- [WHAT IS EXPECTED]:
Could you write out the records below exactly as they appear?
---------------
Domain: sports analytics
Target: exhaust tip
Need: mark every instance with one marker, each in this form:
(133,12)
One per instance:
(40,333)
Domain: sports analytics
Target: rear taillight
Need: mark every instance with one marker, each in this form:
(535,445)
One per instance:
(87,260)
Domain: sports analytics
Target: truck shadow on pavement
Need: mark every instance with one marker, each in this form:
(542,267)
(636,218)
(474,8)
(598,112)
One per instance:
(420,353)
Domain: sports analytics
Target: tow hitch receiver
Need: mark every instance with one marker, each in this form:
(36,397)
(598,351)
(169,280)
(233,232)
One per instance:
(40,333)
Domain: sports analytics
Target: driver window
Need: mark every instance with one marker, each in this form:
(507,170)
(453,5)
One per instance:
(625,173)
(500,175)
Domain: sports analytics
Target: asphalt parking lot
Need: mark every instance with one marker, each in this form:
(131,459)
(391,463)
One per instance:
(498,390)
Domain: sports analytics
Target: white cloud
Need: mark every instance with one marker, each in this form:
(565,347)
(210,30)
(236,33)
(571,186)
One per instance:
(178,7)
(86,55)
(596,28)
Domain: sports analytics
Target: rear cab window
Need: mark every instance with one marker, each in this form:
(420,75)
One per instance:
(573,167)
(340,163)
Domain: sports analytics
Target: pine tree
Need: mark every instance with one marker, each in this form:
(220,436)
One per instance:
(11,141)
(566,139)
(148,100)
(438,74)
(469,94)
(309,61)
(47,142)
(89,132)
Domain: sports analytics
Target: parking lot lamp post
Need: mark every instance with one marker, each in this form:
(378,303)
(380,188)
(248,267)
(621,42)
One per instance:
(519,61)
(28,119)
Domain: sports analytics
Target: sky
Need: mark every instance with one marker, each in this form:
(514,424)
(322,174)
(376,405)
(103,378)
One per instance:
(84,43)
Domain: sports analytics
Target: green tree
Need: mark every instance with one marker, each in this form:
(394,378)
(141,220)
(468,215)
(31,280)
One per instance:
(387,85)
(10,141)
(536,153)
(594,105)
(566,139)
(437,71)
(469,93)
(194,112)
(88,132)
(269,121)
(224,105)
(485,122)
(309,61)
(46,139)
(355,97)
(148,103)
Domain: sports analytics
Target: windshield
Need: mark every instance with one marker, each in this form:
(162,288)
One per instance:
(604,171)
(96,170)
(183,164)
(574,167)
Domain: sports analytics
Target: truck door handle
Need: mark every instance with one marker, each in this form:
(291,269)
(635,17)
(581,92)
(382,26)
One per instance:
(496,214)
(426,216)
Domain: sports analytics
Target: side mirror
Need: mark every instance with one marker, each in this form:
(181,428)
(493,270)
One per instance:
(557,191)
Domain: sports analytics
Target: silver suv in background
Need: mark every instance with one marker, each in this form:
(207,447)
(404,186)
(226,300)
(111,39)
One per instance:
---------------
- [SOLUTION]:
Domain: sports analytics
Target: exhaust tip
Need: mark every instance with one marker, each in this form:
(133,12)
One per instance:
(40,333)
Domain: sports analytics
Target: rear taillight
Need: mark every instance with one marker, each in this form:
(535,445)
One per instance:
(87,260)
Domain: sports analytics
Target: truck shadow on pavement
Need: mark every instance with one marker, each in this form:
(542,267)
(636,218)
(474,8)
(598,112)
One per instance:
(420,353)
Domain: sports analytics
Target: tow hitch receiver
Need: mark every instance with one marker, each in this form:
(36,397)
(598,351)
(169,280)
(233,232)
One per instance:
(40,333)
Domain: sports analytics
Target: driver window
Need: mark every instance with one marker, each in this form:
(507,170)
(453,5)
One per instance:
(625,173)
(500,175)
Domain: sports analytics
Target: asphalt parking lot
Need: mark every instance with one marker, each in this form:
(131,459)
(391,463)
One per instance:
(498,390)
Domain: sports analytics
Target: white cloud
Need: mark every instance with one marker, each in this form:
(565,347)
(210,30)
(236,33)
(571,186)
One per instance:
(178,7)
(86,55)
(596,28)
Domain: sports analytics
Target: rear cab window
Need: mark every instance with one marker, each in this form:
(420,75)
One per instance:
(573,167)
(340,163)
Domain: sports analytics
Target: pine tree
Need: mark every instance with one marker, each in this form:
(220,436)
One per instance:
(11,141)
(566,139)
(148,100)
(438,74)
(469,94)
(309,61)
(47,142)
(89,132)
Domain: sports analytics
Target: parking lot lamp post
Need: mark every instance with one marker, each in this form:
(378,303)
(380,188)
(248,267)
(621,42)
One per instance:
(519,61)
(28,119)
Domain: sports analytics
Target: sky
Need: mark every instance with one marker, each in this form:
(514,424)
(322,174)
(376,405)
(103,378)
One per instance:
(84,43)
Domain: sports analytics
Target: green tree
Need: mark every instance with one marker, each in this form:
(394,378)
(141,220)
(468,215)
(31,280)
One per instance:
(387,85)
(10,141)
(536,153)
(594,105)
(566,139)
(437,71)
(469,93)
(194,112)
(88,132)
(269,121)
(224,105)
(485,122)
(309,61)
(46,139)
(355,97)
(148,103)
Domain: sports analytics
Target: windshield
Need: mark every instance with one marker, each in this form:
(162,288)
One per instance:
(604,171)
(96,170)
(183,164)
(574,167)
Domain: sports analytics
Target: truck door handle
Need: mark every instance with one marker, each in this form:
(291,269)
(635,17)
(581,92)
(382,26)
One per instance:
(496,214)
(426,216)
Domain: sports analytics
Target: side mirror
Need: mark every instance with one marker, each in this form:
(181,428)
(493,270)
One per instance:
(557,191)
Domain: sports analytics
Target: silver suv in background
Need: mark every instance with one marker, each in this form:
(207,447)
(404,186)
(226,300)
(111,39)
One per instance:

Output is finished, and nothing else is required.